● YOUR OBJECTIVE:
Starting at the line containing "Can you find the tan" and ending at the last of the items, reproduce every line, requests included, and shift each coordinate in the answers by adding 41 to both numbers.

● TASK DATA:
↓↓↓

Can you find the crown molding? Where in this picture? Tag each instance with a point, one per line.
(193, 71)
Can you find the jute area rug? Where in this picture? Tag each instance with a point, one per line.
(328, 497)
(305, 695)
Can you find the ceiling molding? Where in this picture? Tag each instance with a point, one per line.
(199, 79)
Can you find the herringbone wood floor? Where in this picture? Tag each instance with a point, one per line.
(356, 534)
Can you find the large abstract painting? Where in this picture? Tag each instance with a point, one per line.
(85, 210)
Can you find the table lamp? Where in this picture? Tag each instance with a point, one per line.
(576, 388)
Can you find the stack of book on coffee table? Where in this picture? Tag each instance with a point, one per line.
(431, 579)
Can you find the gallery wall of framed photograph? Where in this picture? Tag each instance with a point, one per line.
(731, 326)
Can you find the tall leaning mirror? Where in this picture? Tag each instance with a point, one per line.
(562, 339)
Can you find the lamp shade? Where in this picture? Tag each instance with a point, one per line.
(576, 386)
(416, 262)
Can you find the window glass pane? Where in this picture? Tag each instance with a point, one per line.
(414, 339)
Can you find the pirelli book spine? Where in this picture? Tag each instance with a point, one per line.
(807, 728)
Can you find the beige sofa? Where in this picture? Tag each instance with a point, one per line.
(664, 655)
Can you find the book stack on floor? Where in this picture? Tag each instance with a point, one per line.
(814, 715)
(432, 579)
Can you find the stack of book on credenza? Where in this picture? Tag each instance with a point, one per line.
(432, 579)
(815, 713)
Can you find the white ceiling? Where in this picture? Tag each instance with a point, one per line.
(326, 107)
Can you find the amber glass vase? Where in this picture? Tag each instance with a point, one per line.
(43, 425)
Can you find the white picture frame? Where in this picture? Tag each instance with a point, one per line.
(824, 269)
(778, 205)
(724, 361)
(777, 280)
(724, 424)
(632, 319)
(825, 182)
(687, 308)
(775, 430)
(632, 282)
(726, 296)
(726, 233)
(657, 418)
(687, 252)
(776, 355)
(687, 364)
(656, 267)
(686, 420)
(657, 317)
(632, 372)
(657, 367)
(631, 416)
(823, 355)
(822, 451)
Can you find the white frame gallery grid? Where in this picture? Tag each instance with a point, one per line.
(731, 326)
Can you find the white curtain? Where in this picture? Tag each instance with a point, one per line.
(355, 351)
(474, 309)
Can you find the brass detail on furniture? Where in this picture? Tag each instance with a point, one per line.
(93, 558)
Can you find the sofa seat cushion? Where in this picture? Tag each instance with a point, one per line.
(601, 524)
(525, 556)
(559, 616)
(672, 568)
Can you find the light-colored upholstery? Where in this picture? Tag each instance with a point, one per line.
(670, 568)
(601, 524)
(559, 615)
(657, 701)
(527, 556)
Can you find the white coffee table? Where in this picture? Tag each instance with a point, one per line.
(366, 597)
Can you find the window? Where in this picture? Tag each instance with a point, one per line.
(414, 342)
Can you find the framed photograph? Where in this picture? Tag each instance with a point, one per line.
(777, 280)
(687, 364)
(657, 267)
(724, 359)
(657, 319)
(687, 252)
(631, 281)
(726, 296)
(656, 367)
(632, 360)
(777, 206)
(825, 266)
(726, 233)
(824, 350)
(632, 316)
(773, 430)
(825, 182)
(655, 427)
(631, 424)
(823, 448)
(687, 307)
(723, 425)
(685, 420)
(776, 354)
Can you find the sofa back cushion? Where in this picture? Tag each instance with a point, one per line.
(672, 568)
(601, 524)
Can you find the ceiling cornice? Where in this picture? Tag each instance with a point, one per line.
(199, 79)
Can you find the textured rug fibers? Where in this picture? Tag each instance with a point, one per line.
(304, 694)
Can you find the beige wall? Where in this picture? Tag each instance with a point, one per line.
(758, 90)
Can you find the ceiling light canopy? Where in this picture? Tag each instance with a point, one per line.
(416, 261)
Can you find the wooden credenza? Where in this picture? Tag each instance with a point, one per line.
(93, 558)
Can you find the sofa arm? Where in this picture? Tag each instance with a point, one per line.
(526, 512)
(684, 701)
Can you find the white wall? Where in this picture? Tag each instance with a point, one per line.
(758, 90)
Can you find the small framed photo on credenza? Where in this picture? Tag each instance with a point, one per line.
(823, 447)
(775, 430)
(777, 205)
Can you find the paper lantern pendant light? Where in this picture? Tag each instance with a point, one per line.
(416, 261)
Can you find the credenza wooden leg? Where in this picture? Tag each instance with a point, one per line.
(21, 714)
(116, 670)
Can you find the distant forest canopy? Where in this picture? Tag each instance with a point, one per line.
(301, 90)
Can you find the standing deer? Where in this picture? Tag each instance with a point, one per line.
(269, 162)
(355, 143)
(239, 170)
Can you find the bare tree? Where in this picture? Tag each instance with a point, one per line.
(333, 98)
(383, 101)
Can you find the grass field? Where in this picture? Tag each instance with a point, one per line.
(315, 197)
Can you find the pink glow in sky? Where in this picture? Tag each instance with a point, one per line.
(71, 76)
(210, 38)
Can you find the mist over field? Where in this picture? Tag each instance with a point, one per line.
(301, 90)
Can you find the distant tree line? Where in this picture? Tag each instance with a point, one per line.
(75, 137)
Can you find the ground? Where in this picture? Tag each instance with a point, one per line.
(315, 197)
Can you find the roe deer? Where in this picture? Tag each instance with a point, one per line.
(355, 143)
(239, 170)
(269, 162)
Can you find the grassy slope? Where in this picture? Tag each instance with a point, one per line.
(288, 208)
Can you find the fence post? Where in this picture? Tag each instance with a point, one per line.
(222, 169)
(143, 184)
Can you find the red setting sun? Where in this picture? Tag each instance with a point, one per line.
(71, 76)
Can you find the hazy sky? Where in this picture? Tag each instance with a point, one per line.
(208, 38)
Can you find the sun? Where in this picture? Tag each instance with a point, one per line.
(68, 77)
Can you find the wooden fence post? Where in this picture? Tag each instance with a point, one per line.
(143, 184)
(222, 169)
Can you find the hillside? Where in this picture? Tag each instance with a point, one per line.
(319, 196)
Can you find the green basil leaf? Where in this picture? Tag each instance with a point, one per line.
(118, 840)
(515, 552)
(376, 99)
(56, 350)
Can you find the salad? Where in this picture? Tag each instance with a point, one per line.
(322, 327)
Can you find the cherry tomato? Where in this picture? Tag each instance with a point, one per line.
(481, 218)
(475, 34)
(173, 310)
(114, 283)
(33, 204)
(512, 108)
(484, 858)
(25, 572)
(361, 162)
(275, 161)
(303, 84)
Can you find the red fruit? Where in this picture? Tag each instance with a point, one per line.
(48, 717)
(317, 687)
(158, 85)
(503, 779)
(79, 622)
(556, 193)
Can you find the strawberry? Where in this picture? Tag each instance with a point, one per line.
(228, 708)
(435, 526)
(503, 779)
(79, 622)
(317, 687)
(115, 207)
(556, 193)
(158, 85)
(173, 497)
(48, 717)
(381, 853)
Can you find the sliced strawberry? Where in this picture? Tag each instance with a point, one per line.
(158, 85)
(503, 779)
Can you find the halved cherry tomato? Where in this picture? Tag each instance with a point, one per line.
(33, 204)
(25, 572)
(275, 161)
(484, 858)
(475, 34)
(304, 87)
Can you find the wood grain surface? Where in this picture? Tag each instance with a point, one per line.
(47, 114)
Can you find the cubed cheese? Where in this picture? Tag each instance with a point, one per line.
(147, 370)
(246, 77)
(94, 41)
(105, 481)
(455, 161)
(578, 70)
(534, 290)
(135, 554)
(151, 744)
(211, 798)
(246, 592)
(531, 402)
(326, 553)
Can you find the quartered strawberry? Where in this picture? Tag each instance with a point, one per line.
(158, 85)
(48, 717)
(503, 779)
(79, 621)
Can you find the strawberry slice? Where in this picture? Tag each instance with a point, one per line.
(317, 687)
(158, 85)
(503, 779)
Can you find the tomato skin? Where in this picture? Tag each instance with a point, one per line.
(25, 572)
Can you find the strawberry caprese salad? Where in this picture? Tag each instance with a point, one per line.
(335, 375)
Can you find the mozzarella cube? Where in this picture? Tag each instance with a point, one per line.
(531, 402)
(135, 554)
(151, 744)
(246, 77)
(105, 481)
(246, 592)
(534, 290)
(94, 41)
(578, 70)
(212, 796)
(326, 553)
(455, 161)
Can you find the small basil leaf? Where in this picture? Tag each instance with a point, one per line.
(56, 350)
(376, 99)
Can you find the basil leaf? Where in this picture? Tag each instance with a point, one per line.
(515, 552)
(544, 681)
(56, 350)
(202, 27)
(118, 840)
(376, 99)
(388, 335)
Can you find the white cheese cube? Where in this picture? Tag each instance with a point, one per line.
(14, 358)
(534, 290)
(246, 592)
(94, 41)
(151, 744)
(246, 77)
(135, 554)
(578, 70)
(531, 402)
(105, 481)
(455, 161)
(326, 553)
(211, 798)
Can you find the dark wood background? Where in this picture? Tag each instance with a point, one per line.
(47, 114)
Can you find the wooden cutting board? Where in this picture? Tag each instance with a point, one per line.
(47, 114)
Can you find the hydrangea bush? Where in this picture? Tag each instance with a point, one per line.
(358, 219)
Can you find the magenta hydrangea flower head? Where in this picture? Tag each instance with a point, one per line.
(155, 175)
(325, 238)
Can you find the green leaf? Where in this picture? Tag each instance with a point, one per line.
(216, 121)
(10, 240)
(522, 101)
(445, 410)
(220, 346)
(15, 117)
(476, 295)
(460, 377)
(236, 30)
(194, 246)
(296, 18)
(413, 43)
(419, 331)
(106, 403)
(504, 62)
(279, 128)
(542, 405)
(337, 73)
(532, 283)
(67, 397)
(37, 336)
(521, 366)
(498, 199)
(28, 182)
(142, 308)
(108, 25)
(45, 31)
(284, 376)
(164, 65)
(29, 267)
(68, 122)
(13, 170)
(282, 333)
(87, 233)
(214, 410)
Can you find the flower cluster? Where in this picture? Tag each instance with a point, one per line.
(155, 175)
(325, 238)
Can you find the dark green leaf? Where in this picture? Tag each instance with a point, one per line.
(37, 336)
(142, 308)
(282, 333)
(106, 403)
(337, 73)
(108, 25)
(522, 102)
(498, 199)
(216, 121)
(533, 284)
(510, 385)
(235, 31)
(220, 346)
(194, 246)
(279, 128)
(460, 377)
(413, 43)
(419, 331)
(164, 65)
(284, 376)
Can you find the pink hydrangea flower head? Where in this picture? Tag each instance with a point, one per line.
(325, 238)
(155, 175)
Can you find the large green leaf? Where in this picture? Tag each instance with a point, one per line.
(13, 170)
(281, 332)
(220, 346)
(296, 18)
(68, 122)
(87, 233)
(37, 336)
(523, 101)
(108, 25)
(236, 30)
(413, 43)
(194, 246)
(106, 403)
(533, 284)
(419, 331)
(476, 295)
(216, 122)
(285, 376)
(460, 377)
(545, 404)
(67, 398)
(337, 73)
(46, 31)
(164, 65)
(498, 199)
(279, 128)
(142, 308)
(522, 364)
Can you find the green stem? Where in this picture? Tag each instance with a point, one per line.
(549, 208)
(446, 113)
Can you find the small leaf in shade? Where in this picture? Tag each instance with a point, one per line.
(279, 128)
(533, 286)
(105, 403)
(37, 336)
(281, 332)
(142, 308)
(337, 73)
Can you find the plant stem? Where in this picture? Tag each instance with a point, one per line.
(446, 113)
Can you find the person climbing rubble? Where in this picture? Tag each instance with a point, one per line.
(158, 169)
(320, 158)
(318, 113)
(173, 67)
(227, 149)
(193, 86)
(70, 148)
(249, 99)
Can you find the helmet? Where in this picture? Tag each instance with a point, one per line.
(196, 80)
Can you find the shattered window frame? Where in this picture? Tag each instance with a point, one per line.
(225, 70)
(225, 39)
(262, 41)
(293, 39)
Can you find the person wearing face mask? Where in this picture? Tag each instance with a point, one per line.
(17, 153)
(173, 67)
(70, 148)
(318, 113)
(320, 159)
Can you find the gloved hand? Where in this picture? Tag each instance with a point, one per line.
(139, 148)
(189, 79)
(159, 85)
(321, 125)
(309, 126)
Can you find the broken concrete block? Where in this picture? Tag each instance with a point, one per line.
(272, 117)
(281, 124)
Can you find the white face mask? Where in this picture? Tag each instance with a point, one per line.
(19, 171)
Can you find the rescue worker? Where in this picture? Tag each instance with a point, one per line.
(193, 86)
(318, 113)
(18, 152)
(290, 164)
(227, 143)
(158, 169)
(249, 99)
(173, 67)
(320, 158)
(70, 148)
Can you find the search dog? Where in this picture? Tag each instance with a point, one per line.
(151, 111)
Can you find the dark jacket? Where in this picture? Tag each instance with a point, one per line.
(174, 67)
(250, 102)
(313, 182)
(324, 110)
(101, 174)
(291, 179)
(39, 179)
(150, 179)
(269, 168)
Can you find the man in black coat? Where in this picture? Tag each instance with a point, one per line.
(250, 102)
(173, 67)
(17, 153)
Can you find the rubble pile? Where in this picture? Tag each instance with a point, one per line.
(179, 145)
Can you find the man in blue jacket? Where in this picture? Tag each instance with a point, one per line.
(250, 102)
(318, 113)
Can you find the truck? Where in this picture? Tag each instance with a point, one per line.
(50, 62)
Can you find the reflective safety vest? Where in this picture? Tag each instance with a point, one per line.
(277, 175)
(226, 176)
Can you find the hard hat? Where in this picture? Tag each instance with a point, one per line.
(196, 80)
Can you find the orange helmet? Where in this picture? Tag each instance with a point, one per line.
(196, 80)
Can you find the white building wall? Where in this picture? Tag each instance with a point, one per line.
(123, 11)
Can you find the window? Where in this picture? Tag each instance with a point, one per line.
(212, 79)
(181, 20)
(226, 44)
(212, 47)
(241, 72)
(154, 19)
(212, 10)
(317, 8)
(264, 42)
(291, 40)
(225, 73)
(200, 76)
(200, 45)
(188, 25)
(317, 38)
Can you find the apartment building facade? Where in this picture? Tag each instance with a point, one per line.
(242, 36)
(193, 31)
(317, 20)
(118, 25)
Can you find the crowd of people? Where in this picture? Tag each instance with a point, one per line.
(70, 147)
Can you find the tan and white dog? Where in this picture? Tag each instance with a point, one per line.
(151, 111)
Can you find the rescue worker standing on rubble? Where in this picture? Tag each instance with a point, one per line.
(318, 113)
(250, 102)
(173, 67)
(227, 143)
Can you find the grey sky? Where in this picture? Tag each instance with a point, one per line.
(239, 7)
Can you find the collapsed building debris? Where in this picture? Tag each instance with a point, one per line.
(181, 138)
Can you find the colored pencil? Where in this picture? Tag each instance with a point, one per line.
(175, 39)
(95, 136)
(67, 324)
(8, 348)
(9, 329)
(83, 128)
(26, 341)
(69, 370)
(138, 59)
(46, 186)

↑↑↑

● RESULT OF THIS TASK:
Can you find the tan and white dog? Where in this picture? Tag each instance with a point, one per line.
(192, 152)
Can you find the rescue worker standing on rubble? Where in this picture? Tag each instance with a point, one per line.
(359, 154)
(291, 143)
(214, 108)
(268, 184)
Can you find the grey sky? Where in this picture? Tag each instance with a point, one per line.
(280, 48)
Can you find the collapsed building debris? Where in this picture? Tag each instance with a point, one per line.
(222, 179)
Can you find the colored pencil? Where in this picture? Tag each instance with a point, one per line.
(216, 80)
(136, 177)
(108, 365)
(49, 389)
(50, 370)
(124, 169)
(67, 382)
(110, 411)
(179, 100)
(87, 227)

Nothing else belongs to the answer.